- Instructions for the task -
Transcribe the listing below only from the line with "Where is the stupa" up to and including the line with "Where is the dark doorway?".

- The records -
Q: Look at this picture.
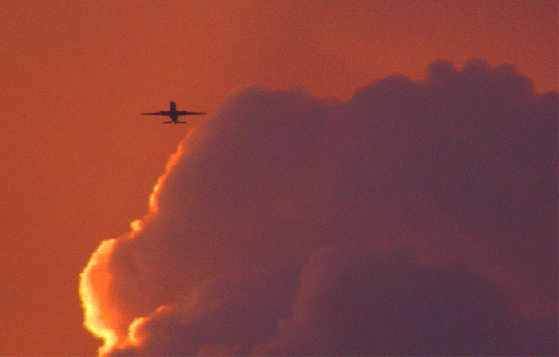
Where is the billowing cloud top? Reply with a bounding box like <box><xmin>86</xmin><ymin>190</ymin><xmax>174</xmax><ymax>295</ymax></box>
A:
<box><xmin>80</xmin><ymin>59</ymin><xmax>557</xmax><ymax>356</ymax></box>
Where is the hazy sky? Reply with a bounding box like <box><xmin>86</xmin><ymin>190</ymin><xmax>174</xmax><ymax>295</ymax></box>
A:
<box><xmin>0</xmin><ymin>1</ymin><xmax>557</xmax><ymax>355</ymax></box>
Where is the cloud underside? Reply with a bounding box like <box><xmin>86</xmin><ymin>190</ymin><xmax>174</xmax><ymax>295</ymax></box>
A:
<box><xmin>80</xmin><ymin>59</ymin><xmax>558</xmax><ymax>356</ymax></box>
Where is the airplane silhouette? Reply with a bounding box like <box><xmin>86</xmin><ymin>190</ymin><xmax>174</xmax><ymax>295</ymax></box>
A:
<box><xmin>142</xmin><ymin>101</ymin><xmax>206</xmax><ymax>124</ymax></box>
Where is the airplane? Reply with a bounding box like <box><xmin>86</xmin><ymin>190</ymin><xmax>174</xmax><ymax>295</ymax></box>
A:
<box><xmin>142</xmin><ymin>101</ymin><xmax>206</xmax><ymax>124</ymax></box>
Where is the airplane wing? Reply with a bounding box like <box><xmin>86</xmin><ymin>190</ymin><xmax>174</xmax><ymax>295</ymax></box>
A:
<box><xmin>141</xmin><ymin>111</ymin><xmax>164</xmax><ymax>115</ymax></box>
<box><xmin>177</xmin><ymin>111</ymin><xmax>206</xmax><ymax>115</ymax></box>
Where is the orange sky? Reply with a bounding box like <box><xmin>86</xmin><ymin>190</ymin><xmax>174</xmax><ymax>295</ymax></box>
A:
<box><xmin>0</xmin><ymin>1</ymin><xmax>557</xmax><ymax>355</ymax></box>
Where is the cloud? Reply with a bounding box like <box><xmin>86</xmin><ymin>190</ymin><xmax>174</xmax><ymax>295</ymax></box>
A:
<box><xmin>80</xmin><ymin>59</ymin><xmax>557</xmax><ymax>356</ymax></box>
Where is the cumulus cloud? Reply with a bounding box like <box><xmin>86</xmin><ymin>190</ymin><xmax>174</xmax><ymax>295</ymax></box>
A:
<box><xmin>80</xmin><ymin>59</ymin><xmax>557</xmax><ymax>356</ymax></box>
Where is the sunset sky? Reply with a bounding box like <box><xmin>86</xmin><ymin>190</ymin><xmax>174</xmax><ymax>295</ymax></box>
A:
<box><xmin>1</xmin><ymin>1</ymin><xmax>557</xmax><ymax>355</ymax></box>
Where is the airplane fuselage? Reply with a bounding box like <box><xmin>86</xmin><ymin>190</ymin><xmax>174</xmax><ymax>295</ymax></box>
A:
<box><xmin>159</xmin><ymin>111</ymin><xmax>178</xmax><ymax>122</ymax></box>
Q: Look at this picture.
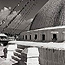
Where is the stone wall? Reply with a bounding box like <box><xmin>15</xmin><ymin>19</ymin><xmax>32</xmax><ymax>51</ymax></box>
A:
<box><xmin>38</xmin><ymin>47</ymin><xmax>65</xmax><ymax>65</ymax></box>
<box><xmin>19</xmin><ymin>28</ymin><xmax>65</xmax><ymax>42</ymax></box>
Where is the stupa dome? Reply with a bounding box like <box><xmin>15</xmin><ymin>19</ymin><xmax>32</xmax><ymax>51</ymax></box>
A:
<box><xmin>30</xmin><ymin>0</ymin><xmax>65</xmax><ymax>30</ymax></box>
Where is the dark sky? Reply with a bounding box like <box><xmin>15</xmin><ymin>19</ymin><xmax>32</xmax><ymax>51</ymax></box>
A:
<box><xmin>0</xmin><ymin>0</ymin><xmax>48</xmax><ymax>19</ymax></box>
<box><xmin>0</xmin><ymin>0</ymin><xmax>25</xmax><ymax>10</ymax></box>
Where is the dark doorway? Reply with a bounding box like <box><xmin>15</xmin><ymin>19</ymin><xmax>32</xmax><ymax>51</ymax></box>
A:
<box><xmin>25</xmin><ymin>35</ymin><xmax>27</xmax><ymax>40</ymax></box>
<box><xmin>23</xmin><ymin>35</ymin><xmax>24</xmax><ymax>40</ymax></box>
<box><xmin>42</xmin><ymin>34</ymin><xmax>45</xmax><ymax>40</ymax></box>
<box><xmin>52</xmin><ymin>34</ymin><xmax>57</xmax><ymax>42</ymax></box>
<box><xmin>35</xmin><ymin>34</ymin><xmax>37</xmax><ymax>40</ymax></box>
<box><xmin>30</xmin><ymin>35</ymin><xmax>31</xmax><ymax>40</ymax></box>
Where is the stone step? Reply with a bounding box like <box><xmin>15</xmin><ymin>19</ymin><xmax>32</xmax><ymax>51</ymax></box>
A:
<box><xmin>17</xmin><ymin>45</ymin><xmax>25</xmax><ymax>49</ymax></box>
<box><xmin>12</xmin><ymin>55</ymin><xmax>21</xmax><ymax>61</ymax></box>
<box><xmin>17</xmin><ymin>44</ymin><xmax>28</xmax><ymax>49</ymax></box>
<box><xmin>14</xmin><ymin>51</ymin><xmax>21</xmax><ymax>56</ymax></box>
<box><xmin>21</xmin><ymin>53</ymin><xmax>27</xmax><ymax>62</ymax></box>
<box><xmin>15</xmin><ymin>48</ymin><xmax>23</xmax><ymax>53</ymax></box>
<box><xmin>13</xmin><ymin>51</ymin><xmax>27</xmax><ymax>62</ymax></box>
<box><xmin>14</xmin><ymin>51</ymin><xmax>22</xmax><ymax>58</ymax></box>
<box><xmin>10</xmin><ymin>58</ymin><xmax>18</xmax><ymax>64</ymax></box>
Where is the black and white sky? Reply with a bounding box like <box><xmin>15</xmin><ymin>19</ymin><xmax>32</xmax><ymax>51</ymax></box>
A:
<box><xmin>0</xmin><ymin>0</ymin><xmax>48</xmax><ymax>34</ymax></box>
<box><xmin>0</xmin><ymin>0</ymin><xmax>48</xmax><ymax>19</ymax></box>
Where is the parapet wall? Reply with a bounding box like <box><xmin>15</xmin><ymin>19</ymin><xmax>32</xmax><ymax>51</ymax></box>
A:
<box><xmin>38</xmin><ymin>47</ymin><xmax>65</xmax><ymax>65</ymax></box>
<box><xmin>9</xmin><ymin>41</ymin><xmax>65</xmax><ymax>65</ymax></box>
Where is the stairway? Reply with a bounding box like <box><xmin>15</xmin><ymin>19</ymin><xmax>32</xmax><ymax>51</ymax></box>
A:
<box><xmin>10</xmin><ymin>44</ymin><xmax>28</xmax><ymax>65</ymax></box>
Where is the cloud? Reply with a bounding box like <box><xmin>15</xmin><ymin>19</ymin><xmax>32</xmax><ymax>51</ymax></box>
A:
<box><xmin>4</xmin><ymin>7</ymin><xmax>9</xmax><ymax>11</ymax></box>
<box><xmin>1</xmin><ymin>7</ymin><xmax>9</xmax><ymax>12</ymax></box>
<box><xmin>0</xmin><ymin>7</ymin><xmax>21</xmax><ymax>20</ymax></box>
<box><xmin>0</xmin><ymin>7</ymin><xmax>22</xmax><ymax>27</ymax></box>
<box><xmin>9</xmin><ymin>7</ymin><xmax>11</xmax><ymax>9</ymax></box>
<box><xmin>0</xmin><ymin>7</ymin><xmax>10</xmax><ymax>17</ymax></box>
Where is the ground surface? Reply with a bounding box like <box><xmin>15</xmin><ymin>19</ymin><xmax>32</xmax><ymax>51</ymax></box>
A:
<box><xmin>0</xmin><ymin>43</ymin><xmax>40</xmax><ymax>65</ymax></box>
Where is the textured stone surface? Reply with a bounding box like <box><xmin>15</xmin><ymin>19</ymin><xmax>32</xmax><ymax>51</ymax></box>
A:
<box><xmin>30</xmin><ymin>0</ymin><xmax>65</xmax><ymax>30</ymax></box>
<box><xmin>38</xmin><ymin>47</ymin><xmax>65</xmax><ymax>65</ymax></box>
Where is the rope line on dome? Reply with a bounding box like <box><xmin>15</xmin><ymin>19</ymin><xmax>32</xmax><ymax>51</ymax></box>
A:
<box><xmin>1</xmin><ymin>0</ymin><xmax>36</xmax><ymax>35</ymax></box>
<box><xmin>8</xmin><ymin>0</ymin><xmax>22</xmax><ymax>15</ymax></box>
<box><xmin>12</xmin><ymin>1</ymin><xmax>37</xmax><ymax>34</ymax></box>
<box><xmin>2</xmin><ymin>0</ymin><xmax>36</xmax><ymax>34</ymax></box>
<box><xmin>0</xmin><ymin>0</ymin><xmax>23</xmax><ymax>26</ymax></box>
<box><xmin>11</xmin><ymin>1</ymin><xmax>33</xmax><ymax>30</ymax></box>
<box><xmin>2</xmin><ymin>1</ymin><xmax>31</xmax><ymax>32</ymax></box>
<box><xmin>12</xmin><ymin>3</ymin><xmax>36</xmax><ymax>32</ymax></box>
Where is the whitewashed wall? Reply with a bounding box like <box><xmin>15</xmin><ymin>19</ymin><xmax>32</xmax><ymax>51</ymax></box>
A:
<box><xmin>19</xmin><ymin>28</ymin><xmax>65</xmax><ymax>42</ymax></box>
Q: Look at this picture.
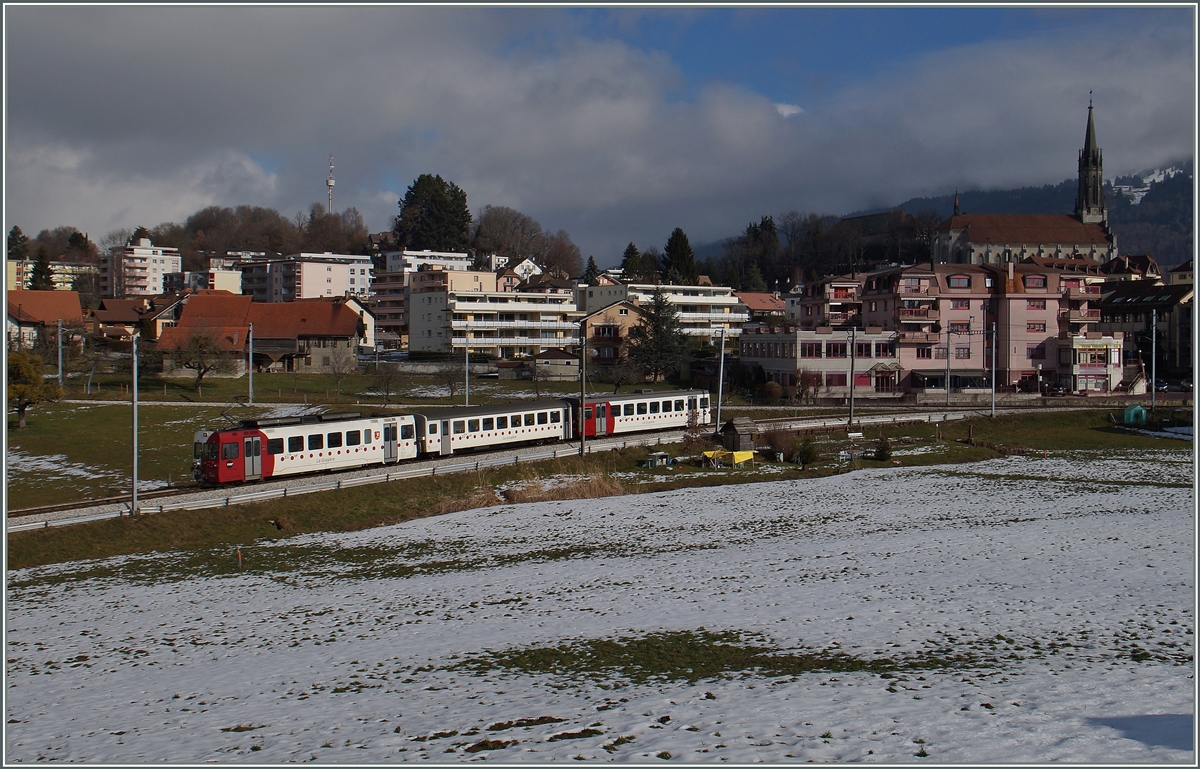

- Response below -
Where is the stupa dome? Reply with a bounding box like <box><xmin>15</xmin><ymin>19</ymin><xmax>32</xmax><ymax>51</ymax></box>
A:
<box><xmin>30</xmin><ymin>0</ymin><xmax>65</xmax><ymax>30</ymax></box>
Where is the dark sky? Reply with a bounding box like <box><xmin>15</xmin><ymin>19</ymin><xmax>32</xmax><ymax>51</ymax></box>
A:
<box><xmin>0</xmin><ymin>0</ymin><xmax>48</xmax><ymax>19</ymax></box>
<box><xmin>0</xmin><ymin>0</ymin><xmax>25</xmax><ymax>10</ymax></box>
Where is the dark doorway? Reply with a bounding box like <box><xmin>15</xmin><ymin>19</ymin><xmax>32</xmax><ymax>51</ymax></box>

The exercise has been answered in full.